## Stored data

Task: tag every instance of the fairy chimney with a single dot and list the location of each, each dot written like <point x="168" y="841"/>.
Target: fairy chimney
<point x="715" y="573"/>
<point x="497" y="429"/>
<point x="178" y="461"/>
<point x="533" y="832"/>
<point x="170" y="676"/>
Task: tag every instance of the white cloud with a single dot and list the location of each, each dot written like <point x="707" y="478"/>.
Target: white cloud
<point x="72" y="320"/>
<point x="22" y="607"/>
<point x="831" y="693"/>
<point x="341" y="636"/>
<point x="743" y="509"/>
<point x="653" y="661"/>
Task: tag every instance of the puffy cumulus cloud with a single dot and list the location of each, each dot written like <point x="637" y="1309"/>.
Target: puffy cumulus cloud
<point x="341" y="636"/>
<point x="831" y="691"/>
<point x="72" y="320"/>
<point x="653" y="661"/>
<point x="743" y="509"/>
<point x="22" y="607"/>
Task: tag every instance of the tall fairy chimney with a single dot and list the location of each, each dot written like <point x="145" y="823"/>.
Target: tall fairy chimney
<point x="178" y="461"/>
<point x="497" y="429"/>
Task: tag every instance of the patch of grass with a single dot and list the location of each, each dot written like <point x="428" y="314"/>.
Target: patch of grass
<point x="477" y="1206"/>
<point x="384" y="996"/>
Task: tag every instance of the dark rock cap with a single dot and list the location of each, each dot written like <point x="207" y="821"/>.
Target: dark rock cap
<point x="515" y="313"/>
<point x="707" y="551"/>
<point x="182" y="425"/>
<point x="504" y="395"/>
--
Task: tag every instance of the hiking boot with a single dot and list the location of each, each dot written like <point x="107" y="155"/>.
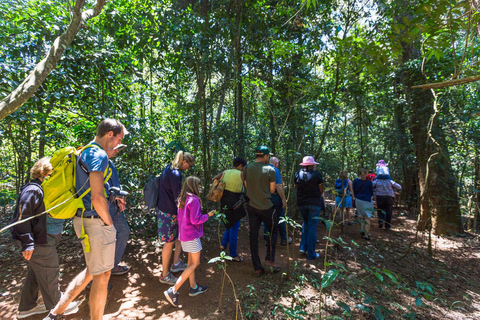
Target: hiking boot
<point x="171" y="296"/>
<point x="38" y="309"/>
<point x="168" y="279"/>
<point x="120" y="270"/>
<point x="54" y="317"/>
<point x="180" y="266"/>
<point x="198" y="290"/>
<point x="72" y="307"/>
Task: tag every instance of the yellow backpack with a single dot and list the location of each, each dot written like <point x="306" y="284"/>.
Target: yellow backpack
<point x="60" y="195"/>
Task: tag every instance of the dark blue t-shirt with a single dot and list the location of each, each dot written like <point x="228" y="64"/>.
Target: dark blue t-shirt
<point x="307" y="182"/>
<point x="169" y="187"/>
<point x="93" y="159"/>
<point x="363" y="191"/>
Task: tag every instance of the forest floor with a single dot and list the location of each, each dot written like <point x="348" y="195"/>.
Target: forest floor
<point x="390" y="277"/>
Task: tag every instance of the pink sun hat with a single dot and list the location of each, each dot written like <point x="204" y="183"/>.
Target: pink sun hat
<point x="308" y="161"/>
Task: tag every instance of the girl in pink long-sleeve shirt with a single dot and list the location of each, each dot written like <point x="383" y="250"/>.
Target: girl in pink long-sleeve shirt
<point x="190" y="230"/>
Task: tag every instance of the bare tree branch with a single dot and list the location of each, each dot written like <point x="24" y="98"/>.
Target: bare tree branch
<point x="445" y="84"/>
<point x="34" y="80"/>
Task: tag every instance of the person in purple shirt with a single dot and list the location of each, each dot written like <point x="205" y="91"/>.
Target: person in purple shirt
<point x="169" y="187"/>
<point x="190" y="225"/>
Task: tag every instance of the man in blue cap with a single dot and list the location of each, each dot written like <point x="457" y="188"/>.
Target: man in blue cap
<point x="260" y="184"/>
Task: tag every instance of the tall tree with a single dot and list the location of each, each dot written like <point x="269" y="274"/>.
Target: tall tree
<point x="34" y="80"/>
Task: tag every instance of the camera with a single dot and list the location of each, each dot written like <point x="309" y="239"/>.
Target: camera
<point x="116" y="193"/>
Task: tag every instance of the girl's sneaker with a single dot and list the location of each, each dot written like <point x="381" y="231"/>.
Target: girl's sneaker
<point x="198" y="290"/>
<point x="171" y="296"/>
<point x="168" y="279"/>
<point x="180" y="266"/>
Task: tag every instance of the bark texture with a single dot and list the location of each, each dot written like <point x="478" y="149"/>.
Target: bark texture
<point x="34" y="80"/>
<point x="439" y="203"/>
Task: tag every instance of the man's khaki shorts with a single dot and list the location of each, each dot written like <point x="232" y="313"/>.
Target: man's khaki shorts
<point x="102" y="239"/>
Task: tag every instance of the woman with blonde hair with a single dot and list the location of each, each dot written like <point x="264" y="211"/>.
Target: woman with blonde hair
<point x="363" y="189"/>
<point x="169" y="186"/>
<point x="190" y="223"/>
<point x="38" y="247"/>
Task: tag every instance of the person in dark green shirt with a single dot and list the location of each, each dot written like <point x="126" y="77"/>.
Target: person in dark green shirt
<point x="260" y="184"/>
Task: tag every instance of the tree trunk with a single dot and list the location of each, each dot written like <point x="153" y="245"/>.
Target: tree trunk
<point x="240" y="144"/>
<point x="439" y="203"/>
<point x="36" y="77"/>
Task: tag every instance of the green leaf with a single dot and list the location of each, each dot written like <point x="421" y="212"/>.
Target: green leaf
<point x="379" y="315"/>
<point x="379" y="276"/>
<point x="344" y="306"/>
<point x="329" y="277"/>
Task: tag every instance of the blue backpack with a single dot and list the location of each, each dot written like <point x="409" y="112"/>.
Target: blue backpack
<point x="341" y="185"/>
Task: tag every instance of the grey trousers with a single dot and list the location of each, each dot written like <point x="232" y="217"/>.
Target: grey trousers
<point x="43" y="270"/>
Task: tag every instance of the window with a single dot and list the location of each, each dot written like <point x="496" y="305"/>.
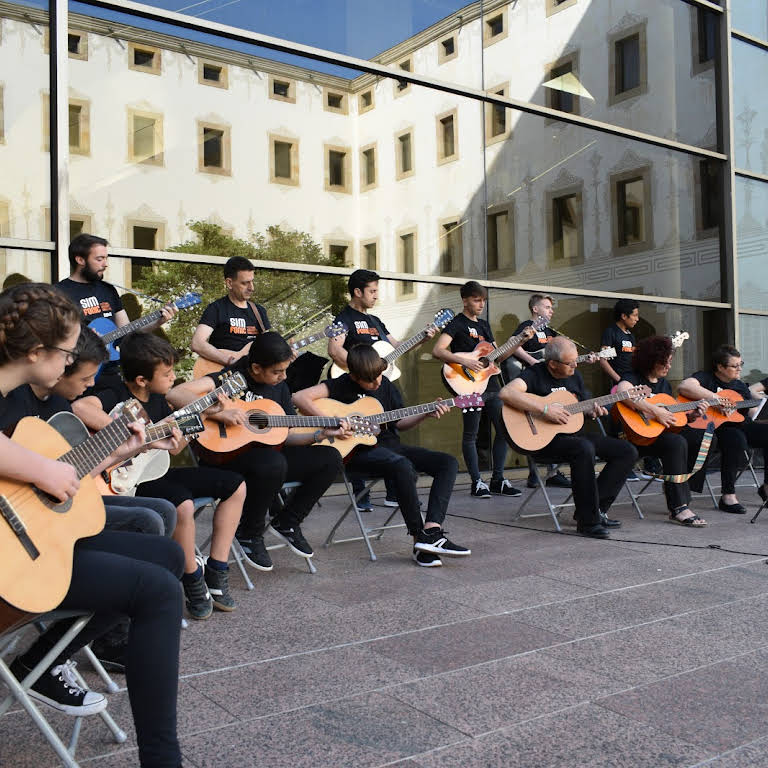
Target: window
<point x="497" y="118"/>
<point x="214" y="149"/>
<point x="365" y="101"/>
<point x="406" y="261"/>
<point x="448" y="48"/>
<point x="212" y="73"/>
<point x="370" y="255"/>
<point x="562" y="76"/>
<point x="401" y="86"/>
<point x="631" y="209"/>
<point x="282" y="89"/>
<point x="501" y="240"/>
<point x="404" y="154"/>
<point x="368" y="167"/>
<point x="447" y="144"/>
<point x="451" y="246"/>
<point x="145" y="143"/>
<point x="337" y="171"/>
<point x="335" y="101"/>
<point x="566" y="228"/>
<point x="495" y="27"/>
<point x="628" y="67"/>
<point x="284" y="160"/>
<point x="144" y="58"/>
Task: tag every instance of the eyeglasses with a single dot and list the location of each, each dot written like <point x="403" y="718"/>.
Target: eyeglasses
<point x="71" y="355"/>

## Goal of the exercise
Please report every line of the items above that contains the word "green", copying each such line in full. Case counts.

## Exercise output
Task: tag every instance of the person in dark green shirt with a single dot and list the location of each, each dot written like <point x="126" y="77"/>.
Target: person in dark green shirt
Task: tag every instance of the green leaf with a single dot and list the location of each, each dot written like <point x="421" y="212"/>.
Target: green leaf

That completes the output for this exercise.